TEXTO DE LA PÁGINA.
::::::::
En aquel tiempo, Jesús comenzó a recorrer ciudades y poblados predicando la buena nueva del Reino de Dios. Lo acompañaban los Doce y algunas mujeres que habían sido libradas de espíritus malignos y curadas de varias enfermedades. Entre ellas iban María, llamada Magdalena, de la que habían salido siete demonios; Juana, mujer de Cusa, el administrador de Herodes; Susana y otras muchas, que los ayudaban con sus propios bienes.

🕊️ Mi reflexión

Hoy, de manera excepcional, no podemos separar el Evangelio de la lectura del día. Ambas se iluminan mutuamente y nos regalan una enseñanza que toca lo más hondo de nuestra vida.

San Pablo, en su carta a Timoteo, nos recuerda una verdad que suele incomodarnos, porque nos enfrenta a nuestra fragilidad y a la vanidad de tantos afanes: “nada hemos traído a este mundo y nada podremos llevarnos de él”. Esta frase, tan breve y tan contundente, tiene la fuerza de arrancarnos del espejismo en que a menudo vivimos. El corazón humano tiende a acumular, a buscar seguridad en lo material, a creer que el éxito o la abundancia nos garantizan felicidad. Y sin embargo, todo eso se deshace con el tiempo: lo que hoy poseemos, mañana lo perderemos; lo que ahora nos da prestigio, mañana será polvo.

Pablo no condena los bienes materiales en sí mismos, sino el apego desordenado a ellos, el dejar que se conviertan en el centro de nuestra vida. Ese afán de riqueza —dice él— es raíz de muchos males, porque esclaviza el corazón y nos aleja de la verdadera libertad. Frente a esto, el apóstol propone un camino muy distinto: la rectitud, la fe, el amor, la paciencia, la mansedumbre. Es decir, no una vida centrada en tener, sino en ser; no una vida de acumulación, sino de entrega.

Y precisamente ahí, el Evangelio de Lucas nos ofrece un rostro concreto de cómo se vive esa libertad: Jesús camina anunciando el Reino, acompañado no solo por los Doce, sino también por un grupo de mujeres: María Magdalena, Juana, Susana y muchas otras. Ellas habían sido sanadas, liberadas, y en gratitud entregan lo que son y lo que tienen para sostener la misión. No acumulan, sino que comparten. No viven centradas en sí mismas, sino volcadas en el Reino.
::::::::
INSTRUCCIONES.
1: En el texto de la página, ¿de quién era administrador Cusa, el marido de Juana?
2: Escribe la continuación de la reflexión sobre el Evangelio de Lucas y la carta a Timoteo, empezando después de su última oración.

Ítems de un conjunto de datos
::::::::
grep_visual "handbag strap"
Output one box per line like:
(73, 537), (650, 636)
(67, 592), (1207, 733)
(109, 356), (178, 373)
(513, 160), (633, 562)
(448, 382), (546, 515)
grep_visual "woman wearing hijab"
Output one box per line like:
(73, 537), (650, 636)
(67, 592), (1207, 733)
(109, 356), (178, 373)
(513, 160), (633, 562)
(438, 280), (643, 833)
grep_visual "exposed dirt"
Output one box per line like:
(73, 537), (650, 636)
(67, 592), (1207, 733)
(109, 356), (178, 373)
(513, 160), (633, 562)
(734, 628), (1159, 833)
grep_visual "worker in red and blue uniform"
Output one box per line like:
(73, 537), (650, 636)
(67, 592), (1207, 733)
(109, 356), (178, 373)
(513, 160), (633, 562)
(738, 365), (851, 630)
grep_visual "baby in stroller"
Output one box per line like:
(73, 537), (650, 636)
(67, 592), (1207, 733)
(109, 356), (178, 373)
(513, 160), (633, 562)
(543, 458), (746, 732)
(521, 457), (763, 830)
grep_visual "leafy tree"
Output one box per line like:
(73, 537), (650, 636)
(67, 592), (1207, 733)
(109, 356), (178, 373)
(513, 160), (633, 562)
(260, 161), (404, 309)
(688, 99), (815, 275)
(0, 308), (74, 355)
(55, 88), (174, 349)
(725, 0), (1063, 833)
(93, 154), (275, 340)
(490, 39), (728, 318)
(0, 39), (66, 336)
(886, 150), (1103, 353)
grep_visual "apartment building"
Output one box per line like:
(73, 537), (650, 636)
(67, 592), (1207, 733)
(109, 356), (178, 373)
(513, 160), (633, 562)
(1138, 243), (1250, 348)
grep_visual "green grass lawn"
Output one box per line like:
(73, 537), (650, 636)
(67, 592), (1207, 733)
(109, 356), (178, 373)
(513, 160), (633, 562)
::::::::
RESPUESTAS POR ÍTEM.
1: De Herodes.

2:
Qué hermoso detalle nos ofrece hoy la Palabra: aquellas mujeres no aparecen como espectadoras pasivas, sino como discípulas comprometidas, como colaboradoras activas. Su nombre, sus rostros, sus historias personales nos recuerdan que la misión de Jesús no se sostiene por el poder, ni por la fuerza, ni por la riqueza acumulada, sino por corazones agradecidos que hacen de su vida un don. Ellas, con su generosidad, encarnan lo que Pablo nos exhorta a vivir: que la verdadera riqueza no está en poseer, sino en dar.

Hoy, entonces, se cruzan dos mensajes poderosos:
1. Nada nos llevamos: por eso, no tiene sentido vivir obsesionados con lo que pasa y se pierde. La vida plena no depende de lo que tenemos, sino de lo que entregamos.
2. Todos somos llamados: Jesús rompe las barreras de su tiempo y muestra que hombres y mujeres, cada uno desde su propia realidad, están invitados a seguirle y a colaborar en la construcción del Reino.

Querido hermano, querida hermana, ¿qué sentido tiene aferrarnos a lo que no podremos conservar? La única herencia eterna que llevaremos con nosotros es el amor que dimos, la fe que profesamos, la vida que entregamos por Dios y por los demás. Es hora de mirar a nuestro alrededor y preguntarnos: ¿qué estoy acumulando?, ¿qué estoy reteniendo para mí solo?, ¿qué podría ofrecer al Señor para que su Reino se haga presente en el mundo?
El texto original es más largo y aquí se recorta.